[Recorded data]
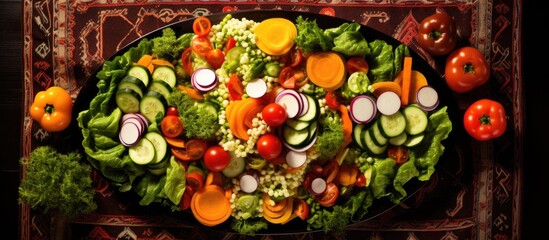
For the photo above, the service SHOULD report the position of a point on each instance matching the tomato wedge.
(231, 42)
(187, 61)
(202, 26)
(201, 45)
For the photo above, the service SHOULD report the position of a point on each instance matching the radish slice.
(248, 183)
(291, 101)
(363, 109)
(305, 102)
(204, 79)
(318, 186)
(256, 88)
(296, 159)
(427, 98)
(129, 134)
(388, 103)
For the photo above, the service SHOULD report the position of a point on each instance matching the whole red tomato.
(216, 158)
(485, 119)
(437, 34)
(269, 146)
(274, 114)
(466, 68)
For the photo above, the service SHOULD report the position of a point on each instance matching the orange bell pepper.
(52, 109)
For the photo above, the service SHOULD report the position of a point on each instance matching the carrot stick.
(406, 79)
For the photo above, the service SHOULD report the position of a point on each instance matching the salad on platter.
(256, 124)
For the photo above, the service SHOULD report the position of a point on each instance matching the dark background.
(534, 163)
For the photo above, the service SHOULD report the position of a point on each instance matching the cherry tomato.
(185, 202)
(355, 64)
(201, 45)
(172, 111)
(231, 42)
(194, 150)
(485, 119)
(194, 179)
(171, 126)
(202, 26)
(333, 100)
(360, 180)
(466, 68)
(274, 114)
(437, 34)
(330, 171)
(329, 196)
(235, 87)
(269, 146)
(301, 208)
(398, 153)
(215, 58)
(187, 61)
(216, 158)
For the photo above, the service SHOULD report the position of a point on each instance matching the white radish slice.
(318, 186)
(427, 98)
(291, 103)
(129, 134)
(363, 109)
(388, 103)
(256, 88)
(248, 183)
(305, 105)
(137, 121)
(204, 79)
(296, 159)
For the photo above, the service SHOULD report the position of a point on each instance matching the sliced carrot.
(285, 217)
(145, 60)
(275, 36)
(193, 93)
(175, 142)
(210, 206)
(418, 80)
(326, 70)
(406, 79)
(385, 86)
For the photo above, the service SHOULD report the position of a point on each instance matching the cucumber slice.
(153, 105)
(312, 111)
(414, 140)
(165, 74)
(127, 100)
(134, 84)
(296, 124)
(236, 166)
(160, 146)
(294, 137)
(357, 134)
(416, 119)
(143, 152)
(392, 125)
(140, 72)
(161, 87)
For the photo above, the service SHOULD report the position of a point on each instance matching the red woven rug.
(475, 196)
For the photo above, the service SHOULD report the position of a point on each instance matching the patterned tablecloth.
(474, 195)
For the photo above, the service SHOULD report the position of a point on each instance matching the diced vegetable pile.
(257, 123)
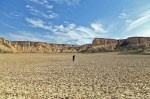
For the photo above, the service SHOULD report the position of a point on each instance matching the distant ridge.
(97, 45)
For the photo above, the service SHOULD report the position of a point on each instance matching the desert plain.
(91, 76)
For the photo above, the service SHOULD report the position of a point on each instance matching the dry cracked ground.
(91, 76)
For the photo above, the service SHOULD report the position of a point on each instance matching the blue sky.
(73, 21)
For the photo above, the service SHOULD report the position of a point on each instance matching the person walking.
(73, 58)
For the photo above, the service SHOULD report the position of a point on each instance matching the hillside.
(98, 45)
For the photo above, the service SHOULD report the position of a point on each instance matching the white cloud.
(39, 13)
(138, 22)
(10, 26)
(70, 33)
(38, 23)
(97, 27)
(68, 2)
(122, 16)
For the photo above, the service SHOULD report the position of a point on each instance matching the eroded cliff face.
(101, 43)
(33, 47)
(97, 44)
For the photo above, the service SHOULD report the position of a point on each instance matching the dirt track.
(91, 76)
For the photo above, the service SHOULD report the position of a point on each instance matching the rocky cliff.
(98, 44)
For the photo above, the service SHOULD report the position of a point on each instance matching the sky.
(73, 21)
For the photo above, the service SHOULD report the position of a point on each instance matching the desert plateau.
(92, 76)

What to do:
Text only, pictures out: give every record again as written.

Your response:
For the photo above, the service SHOULD report the position of a point on each instance matching the tomato wedge.
(231, 42)
(187, 61)
(202, 26)
(201, 45)
For the photo above, the service SHOULD report the position of a point on each instance matching the radish slice.
(248, 183)
(291, 101)
(363, 109)
(305, 102)
(204, 79)
(318, 186)
(256, 88)
(296, 159)
(427, 98)
(129, 134)
(388, 103)
For the photo above, the service SHOULD report the position of a point on each instance matching the whole red tomato.
(216, 158)
(485, 119)
(437, 34)
(269, 146)
(274, 114)
(466, 68)
For the photo above, the service SHOULD report the position of a point on each instance matching the orange bell pepper.
(52, 109)
For the photo above, the service SHOULD report the position of a point on each instance matching the carrot stick.
(406, 79)
For the photo above, the service SHOULD report the position of a point on each instance matching the salad on platter.
(256, 124)
For the photo above, the service SHOULD report the position of a point on each instance matching the dark background.
(534, 163)
For the photo above, the service SHOULD report the position of a point on each instance matching the cherry tomato.
(185, 202)
(355, 64)
(201, 45)
(172, 111)
(231, 42)
(194, 150)
(485, 119)
(194, 179)
(171, 126)
(202, 26)
(333, 100)
(360, 180)
(466, 68)
(274, 114)
(437, 34)
(330, 171)
(329, 196)
(235, 87)
(269, 146)
(301, 208)
(398, 153)
(215, 58)
(187, 61)
(216, 158)
For the photo above, the service SHOULD report the position of a point on each instance matching the white radish slice.
(318, 186)
(427, 98)
(291, 103)
(129, 134)
(363, 109)
(388, 103)
(256, 88)
(248, 183)
(305, 105)
(137, 121)
(204, 79)
(296, 159)
For the photo above, the service SHOULD report the position of a point on each instance matching the sliced carrot.
(285, 217)
(145, 60)
(275, 36)
(193, 93)
(175, 142)
(210, 206)
(418, 80)
(326, 70)
(406, 79)
(385, 86)
For the photo above, the service SHOULD report the position of a point on each instance matching the cucumber slice.
(153, 105)
(312, 111)
(414, 140)
(165, 74)
(127, 100)
(134, 84)
(296, 124)
(236, 166)
(160, 146)
(294, 137)
(357, 134)
(416, 119)
(143, 152)
(392, 125)
(140, 72)
(161, 87)
For the photo above, the service SHOULD report the position of a point on each instance matching the red woven rug.
(475, 196)
For the photo above, the service SHOULD report the position of a point on each instance matching the patterned tablecloth.
(474, 195)
For the photo above, the service SHOULD report the position of a point on each instance matching the diced vegetable pile.
(257, 123)
For the photo above, the service SHOULD report the position of a point on each instance matching the distant ridge.
(97, 45)
For the photo above, the service SHOULD report the position of a point on each instance matching the desert plain.
(91, 76)
For the photo above, the service SHOULD report the position of a point on each instance matching the dry cracked ground.
(91, 76)
For the photo above, the service SHOULD report the position of a point on each instance matching the blue sky.
(73, 21)
For the photo above, the service SHOULD report the position of a point on each instance matching the person walking.
(73, 58)
For the photo above, the service SHOULD report the position of a point on each instance matching the hillside.
(98, 45)
For the photo above, the service SHOULD report the position of a point on each instance matching the white cloud.
(39, 13)
(138, 22)
(10, 26)
(70, 33)
(38, 23)
(97, 27)
(68, 2)
(122, 16)
For the photo above, the service SHOULD report the position of a point on each instance matching the eroded cliff face.
(101, 43)
(33, 47)
(97, 44)
For the photo above, the service SHOULD report the position of a point on each instance matching the dirt track.
(91, 76)
For the photo above, the service SHOULD report the position of a point on each instance matching the rocky cliff.
(98, 44)
For the photo above, the service SHOULD report the position of a point on each instance matching the sky.
(73, 21)
For the photo above, the service SHOULD report the position of a point on each instance matching the desert plateau.
(92, 76)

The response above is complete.